(Items listed in a dataset)

☆ ☆ ☆ ☆

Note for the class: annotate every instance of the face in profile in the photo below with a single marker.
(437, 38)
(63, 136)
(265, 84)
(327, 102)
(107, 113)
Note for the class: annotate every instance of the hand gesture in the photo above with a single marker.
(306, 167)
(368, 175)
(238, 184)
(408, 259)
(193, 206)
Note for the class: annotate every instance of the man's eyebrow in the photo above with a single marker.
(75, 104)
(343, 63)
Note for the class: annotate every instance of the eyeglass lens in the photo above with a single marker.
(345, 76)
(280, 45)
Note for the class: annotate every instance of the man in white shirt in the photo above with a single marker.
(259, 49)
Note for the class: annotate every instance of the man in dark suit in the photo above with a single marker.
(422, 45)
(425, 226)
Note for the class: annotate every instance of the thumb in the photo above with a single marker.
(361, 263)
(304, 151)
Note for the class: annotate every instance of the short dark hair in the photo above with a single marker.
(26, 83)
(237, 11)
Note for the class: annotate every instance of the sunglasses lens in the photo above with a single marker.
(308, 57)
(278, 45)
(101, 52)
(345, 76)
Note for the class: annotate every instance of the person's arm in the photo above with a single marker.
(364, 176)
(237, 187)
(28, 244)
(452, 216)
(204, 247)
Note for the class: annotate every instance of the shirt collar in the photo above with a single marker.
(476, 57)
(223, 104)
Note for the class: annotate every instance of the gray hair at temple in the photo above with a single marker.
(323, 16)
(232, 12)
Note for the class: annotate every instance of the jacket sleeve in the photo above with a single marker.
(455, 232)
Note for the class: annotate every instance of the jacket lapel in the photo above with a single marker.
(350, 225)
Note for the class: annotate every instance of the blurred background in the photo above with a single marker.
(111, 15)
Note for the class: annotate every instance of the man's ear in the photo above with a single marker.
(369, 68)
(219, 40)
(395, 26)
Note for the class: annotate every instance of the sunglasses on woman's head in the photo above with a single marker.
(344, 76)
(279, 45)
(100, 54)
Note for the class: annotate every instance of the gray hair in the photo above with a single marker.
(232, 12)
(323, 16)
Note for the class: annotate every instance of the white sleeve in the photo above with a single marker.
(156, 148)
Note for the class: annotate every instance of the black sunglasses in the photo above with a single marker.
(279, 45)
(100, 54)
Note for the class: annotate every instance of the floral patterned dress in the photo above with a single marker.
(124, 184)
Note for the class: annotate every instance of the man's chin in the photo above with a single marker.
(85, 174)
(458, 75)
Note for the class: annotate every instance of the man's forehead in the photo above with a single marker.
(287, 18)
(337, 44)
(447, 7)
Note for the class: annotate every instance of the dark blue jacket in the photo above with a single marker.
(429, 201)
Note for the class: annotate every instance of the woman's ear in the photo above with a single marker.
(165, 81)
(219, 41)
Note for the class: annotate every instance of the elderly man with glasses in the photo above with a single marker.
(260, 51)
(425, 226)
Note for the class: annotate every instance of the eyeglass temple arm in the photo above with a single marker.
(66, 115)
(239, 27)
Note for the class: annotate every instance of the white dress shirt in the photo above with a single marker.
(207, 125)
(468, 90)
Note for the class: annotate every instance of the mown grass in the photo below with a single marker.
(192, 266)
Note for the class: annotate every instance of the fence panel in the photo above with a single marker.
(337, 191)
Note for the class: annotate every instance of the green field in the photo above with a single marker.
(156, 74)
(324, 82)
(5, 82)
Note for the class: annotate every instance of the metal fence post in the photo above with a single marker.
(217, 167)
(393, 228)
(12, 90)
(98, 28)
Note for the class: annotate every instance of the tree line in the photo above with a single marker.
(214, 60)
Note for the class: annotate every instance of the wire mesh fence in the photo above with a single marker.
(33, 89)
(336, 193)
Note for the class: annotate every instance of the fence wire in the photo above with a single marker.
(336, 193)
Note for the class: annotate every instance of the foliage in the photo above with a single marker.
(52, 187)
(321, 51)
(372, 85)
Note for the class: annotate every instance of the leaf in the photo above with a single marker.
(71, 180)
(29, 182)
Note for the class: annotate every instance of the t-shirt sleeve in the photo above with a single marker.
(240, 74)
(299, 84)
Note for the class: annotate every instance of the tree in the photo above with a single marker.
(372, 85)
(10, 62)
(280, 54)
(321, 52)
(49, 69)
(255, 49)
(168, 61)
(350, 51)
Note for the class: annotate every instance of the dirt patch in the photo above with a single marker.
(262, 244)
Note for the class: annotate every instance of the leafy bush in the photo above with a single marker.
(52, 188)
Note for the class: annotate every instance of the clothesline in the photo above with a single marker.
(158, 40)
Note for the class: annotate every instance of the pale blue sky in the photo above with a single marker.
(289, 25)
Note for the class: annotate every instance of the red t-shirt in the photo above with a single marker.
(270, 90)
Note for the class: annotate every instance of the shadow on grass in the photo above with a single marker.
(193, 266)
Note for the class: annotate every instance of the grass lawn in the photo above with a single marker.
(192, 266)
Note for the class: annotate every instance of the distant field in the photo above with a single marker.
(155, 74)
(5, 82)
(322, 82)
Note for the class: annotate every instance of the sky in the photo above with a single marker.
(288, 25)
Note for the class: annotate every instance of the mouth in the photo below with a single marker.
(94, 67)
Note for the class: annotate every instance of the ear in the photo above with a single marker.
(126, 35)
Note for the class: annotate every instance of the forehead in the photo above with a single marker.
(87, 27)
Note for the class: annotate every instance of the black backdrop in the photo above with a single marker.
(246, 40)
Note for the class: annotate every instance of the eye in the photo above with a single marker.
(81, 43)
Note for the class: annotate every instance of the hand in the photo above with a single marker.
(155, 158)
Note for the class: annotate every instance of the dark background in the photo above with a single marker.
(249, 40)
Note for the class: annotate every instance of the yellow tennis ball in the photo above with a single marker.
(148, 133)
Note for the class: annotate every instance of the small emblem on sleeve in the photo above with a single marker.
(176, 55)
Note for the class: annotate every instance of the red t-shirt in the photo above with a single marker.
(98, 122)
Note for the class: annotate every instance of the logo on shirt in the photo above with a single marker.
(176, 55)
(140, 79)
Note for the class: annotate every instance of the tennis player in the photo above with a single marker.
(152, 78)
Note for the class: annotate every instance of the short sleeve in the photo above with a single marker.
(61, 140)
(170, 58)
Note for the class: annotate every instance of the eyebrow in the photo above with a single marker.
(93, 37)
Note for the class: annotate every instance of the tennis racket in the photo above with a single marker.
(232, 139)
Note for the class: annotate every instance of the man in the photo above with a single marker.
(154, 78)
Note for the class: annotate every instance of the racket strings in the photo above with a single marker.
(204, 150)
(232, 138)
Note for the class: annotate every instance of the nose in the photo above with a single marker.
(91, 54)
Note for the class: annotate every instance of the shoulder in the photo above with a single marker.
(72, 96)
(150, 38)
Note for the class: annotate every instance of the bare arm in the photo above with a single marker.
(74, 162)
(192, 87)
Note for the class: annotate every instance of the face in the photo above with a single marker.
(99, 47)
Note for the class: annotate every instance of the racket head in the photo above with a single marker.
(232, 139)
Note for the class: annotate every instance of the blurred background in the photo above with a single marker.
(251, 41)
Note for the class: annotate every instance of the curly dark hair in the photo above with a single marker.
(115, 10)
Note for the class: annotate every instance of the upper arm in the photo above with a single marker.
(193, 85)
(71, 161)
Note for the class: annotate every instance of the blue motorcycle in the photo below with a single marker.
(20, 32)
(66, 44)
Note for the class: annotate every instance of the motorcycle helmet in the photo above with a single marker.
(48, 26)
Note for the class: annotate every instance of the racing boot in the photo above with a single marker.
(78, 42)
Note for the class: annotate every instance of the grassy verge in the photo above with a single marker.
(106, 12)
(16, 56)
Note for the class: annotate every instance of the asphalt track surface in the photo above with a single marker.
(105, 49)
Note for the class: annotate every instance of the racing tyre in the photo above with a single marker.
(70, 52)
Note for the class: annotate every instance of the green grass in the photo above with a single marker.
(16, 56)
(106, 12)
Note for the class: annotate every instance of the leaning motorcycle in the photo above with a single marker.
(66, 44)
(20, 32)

☆ ☆ ☆ ☆

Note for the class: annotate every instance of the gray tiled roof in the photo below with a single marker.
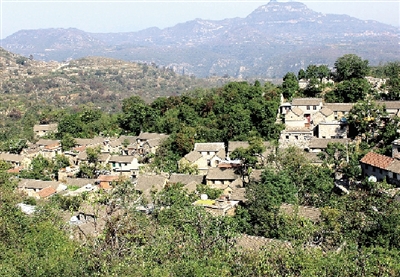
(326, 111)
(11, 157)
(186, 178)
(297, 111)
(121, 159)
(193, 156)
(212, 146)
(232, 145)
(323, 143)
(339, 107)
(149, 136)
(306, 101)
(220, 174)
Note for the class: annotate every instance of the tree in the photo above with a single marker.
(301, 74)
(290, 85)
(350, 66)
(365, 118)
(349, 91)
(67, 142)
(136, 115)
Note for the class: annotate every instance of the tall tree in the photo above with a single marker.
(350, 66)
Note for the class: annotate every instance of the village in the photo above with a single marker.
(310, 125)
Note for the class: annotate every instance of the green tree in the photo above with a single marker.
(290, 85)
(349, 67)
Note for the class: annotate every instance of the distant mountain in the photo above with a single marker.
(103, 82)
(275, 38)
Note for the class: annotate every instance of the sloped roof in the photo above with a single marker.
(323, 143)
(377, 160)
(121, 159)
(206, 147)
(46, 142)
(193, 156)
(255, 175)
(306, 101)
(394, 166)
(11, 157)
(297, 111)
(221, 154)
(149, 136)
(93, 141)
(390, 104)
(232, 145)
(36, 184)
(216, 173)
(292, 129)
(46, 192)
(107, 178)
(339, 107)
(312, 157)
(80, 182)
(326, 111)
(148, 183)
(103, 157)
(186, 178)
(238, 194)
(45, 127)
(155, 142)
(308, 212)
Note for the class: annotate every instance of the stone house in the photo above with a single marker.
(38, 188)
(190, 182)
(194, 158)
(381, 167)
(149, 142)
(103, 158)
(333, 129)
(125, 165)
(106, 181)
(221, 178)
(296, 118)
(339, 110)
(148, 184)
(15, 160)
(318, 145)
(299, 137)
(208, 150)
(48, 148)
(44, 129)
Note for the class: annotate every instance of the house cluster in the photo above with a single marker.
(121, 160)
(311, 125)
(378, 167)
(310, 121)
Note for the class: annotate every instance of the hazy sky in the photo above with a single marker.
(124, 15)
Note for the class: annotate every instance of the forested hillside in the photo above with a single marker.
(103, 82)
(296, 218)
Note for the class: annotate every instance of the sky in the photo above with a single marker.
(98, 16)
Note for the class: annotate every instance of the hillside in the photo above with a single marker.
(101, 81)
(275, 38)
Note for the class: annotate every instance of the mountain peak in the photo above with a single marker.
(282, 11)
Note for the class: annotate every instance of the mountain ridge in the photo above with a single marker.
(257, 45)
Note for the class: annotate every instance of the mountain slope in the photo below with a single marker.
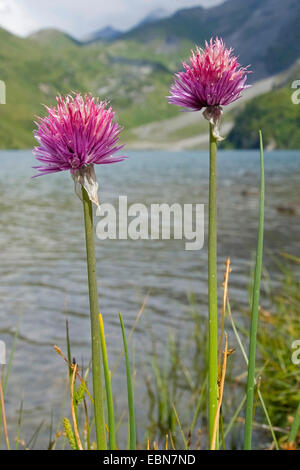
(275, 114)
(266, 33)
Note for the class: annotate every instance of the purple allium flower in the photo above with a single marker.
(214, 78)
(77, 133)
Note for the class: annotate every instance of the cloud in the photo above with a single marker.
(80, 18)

☆ ☆ ☆ ☆

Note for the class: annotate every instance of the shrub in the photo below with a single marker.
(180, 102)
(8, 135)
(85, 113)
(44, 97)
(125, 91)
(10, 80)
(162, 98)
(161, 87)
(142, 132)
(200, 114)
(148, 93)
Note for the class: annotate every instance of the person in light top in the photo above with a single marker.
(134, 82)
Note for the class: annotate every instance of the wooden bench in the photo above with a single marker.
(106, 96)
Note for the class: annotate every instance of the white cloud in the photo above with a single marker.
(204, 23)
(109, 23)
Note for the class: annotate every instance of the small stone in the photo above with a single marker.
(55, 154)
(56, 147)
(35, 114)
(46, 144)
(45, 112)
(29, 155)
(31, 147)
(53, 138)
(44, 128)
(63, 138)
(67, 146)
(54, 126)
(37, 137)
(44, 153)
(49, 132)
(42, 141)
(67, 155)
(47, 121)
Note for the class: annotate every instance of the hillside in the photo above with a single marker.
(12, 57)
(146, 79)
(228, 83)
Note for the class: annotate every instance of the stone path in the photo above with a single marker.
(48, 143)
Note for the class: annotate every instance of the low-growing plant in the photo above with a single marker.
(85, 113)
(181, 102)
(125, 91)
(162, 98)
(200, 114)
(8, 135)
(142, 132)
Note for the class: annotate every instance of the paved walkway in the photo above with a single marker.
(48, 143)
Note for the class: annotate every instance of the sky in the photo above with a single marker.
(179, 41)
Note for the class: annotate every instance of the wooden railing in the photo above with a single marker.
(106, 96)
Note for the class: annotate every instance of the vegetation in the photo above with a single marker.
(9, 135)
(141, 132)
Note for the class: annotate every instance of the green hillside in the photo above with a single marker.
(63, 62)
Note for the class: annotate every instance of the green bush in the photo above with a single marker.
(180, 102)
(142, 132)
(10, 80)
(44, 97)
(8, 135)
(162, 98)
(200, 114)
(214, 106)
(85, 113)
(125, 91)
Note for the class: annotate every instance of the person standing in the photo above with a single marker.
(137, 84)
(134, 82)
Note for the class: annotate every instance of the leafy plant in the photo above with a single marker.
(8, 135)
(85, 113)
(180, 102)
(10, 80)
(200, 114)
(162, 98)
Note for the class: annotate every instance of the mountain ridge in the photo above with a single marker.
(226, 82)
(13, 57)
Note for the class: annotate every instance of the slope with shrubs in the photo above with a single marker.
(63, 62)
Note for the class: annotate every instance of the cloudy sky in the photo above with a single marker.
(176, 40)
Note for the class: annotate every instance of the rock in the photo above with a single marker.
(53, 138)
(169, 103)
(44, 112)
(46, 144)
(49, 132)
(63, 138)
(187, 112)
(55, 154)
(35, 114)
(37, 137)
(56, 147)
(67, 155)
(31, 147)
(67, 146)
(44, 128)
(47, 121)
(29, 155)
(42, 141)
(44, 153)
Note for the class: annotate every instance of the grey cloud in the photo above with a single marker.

☆ ☆ ☆ ☆

In your answer, include only the lines above starting at the line that holds "Note for the class: annotate every instance of the rock" and ending at the line that holds "Note for the class: annotate every instance of the grey", copied exactly.

Note for the class: annotate every instance of the rock in the photo above with a single marker.
(53, 138)
(169, 103)
(44, 112)
(46, 144)
(49, 132)
(63, 138)
(187, 112)
(55, 154)
(35, 114)
(37, 137)
(56, 147)
(67, 155)
(31, 147)
(67, 146)
(44, 128)
(47, 121)
(29, 155)
(42, 141)
(44, 153)
Note for the class: annotate every instance of the grey cloud in the photo above with a single marker.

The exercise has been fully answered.